▶ WHAT IS NEEDED
When the string "young" is part of a line below, that line should be copied.

[[ THE INPUT, beginning ]]

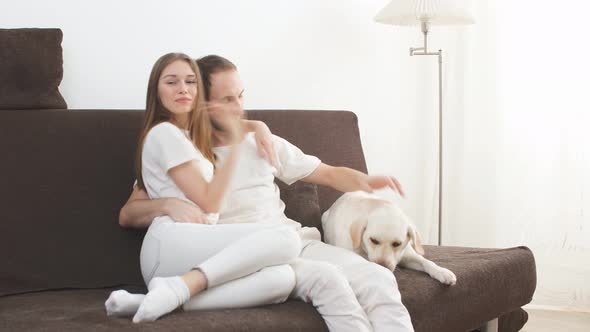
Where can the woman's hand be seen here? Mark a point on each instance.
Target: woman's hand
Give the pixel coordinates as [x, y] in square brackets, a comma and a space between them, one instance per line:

[[ THE INPUT, end ]]
[[ THE INPUT, beginning ]]

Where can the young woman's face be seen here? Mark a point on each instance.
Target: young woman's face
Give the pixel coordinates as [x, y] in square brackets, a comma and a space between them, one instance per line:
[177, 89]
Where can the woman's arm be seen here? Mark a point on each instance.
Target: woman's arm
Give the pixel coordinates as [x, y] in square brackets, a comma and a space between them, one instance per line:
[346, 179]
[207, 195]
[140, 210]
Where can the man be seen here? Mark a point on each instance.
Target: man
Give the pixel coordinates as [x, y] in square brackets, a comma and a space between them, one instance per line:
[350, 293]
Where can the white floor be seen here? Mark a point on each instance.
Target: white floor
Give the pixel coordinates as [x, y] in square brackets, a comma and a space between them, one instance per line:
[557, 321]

[[ THE INPUT, end ]]
[[ THE INPUT, beginning ]]

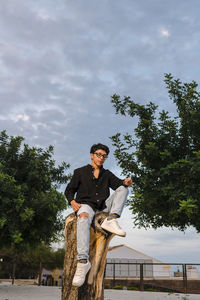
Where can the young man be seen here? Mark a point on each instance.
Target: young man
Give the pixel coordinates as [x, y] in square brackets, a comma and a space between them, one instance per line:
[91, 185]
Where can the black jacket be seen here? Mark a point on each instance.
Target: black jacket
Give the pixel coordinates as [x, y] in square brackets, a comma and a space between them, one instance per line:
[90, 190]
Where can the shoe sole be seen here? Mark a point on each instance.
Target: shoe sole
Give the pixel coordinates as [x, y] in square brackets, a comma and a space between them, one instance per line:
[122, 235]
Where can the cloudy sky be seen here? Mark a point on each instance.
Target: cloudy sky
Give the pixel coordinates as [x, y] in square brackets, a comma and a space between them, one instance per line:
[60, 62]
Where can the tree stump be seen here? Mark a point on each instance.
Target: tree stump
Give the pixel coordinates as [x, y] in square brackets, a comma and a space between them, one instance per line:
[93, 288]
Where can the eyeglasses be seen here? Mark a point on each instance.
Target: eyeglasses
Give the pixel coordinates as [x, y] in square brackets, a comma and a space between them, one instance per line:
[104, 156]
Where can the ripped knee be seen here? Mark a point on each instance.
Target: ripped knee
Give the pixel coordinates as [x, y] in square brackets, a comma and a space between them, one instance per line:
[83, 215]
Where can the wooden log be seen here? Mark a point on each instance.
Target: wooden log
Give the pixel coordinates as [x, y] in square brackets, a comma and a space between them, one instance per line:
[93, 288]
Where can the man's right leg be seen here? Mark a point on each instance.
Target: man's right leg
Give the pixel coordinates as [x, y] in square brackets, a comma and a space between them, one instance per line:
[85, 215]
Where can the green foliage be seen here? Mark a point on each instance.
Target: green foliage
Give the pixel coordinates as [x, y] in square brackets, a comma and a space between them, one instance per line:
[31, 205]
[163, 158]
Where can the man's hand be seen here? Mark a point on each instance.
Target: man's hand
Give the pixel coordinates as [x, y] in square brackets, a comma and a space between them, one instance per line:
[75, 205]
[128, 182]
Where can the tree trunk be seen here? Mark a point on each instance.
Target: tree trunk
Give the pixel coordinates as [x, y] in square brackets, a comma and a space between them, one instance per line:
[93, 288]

[[ THE INPUT, end ]]

▶ RESPONSE TO THE EXERCISE
Where can the young woman's face be seen here? Mark a point on each instance.
Target: young woman's face
Where can the young man be seen here? Mark a point on each instance.
Target: young man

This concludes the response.